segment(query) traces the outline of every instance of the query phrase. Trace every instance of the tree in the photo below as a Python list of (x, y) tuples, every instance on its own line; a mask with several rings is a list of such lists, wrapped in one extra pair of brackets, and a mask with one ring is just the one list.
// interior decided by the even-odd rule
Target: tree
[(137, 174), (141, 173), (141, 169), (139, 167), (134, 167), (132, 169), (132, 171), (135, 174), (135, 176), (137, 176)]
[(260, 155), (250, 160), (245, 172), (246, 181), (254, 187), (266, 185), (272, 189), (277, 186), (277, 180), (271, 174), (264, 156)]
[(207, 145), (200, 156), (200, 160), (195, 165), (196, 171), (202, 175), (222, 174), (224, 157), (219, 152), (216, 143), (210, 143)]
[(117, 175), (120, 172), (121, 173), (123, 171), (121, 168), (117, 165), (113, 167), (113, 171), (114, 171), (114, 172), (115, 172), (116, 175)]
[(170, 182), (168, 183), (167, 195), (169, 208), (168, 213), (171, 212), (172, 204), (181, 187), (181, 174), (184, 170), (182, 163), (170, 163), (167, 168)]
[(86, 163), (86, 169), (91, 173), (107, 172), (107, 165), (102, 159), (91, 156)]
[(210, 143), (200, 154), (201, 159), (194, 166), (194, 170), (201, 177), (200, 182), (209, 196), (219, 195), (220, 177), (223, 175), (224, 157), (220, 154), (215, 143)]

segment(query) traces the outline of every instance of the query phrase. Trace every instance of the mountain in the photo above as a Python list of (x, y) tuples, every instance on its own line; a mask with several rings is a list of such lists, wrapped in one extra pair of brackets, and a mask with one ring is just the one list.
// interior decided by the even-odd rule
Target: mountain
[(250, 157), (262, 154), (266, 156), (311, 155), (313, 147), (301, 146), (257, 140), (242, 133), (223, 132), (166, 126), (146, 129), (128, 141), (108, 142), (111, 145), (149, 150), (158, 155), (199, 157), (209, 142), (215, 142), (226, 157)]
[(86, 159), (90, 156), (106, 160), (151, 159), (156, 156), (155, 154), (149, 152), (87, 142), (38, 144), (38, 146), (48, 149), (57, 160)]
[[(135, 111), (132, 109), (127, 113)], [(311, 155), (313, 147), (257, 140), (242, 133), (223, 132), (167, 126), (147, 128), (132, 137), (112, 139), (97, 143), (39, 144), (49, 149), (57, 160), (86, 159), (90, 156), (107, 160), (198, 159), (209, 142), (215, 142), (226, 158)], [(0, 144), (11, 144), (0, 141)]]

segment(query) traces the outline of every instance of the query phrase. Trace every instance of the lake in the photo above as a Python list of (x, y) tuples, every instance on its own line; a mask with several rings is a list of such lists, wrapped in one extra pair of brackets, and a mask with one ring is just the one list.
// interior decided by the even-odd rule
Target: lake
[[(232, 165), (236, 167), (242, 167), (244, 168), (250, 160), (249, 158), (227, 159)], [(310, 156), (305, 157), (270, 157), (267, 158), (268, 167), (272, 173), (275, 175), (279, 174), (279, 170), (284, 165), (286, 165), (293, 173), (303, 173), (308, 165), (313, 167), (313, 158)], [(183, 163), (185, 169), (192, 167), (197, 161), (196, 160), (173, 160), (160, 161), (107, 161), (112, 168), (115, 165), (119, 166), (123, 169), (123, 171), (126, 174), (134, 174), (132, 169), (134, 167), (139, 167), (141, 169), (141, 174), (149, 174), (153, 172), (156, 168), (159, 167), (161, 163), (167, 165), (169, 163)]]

Auftrag.
Schreib die Zeilen vom Anfang bis einschließlich der Zeile mit „Target: tree“ neu und setz dabei „contour“ an die Stelle von „outline“. Alles andere bleibt gleich.

Lösung dieser Aufgabe.
segment(query) traces the contour of every instance of the query phrase. Trace every instance of the tree in the photo below as a Python list of (x, y) tuples, every instance on its own line; a mask with several rings is a list of such lists, wrapped in one extra pair of brackets, and a mask with one ring is just the one list.
// interior decided by the even-odd rule
Target: tree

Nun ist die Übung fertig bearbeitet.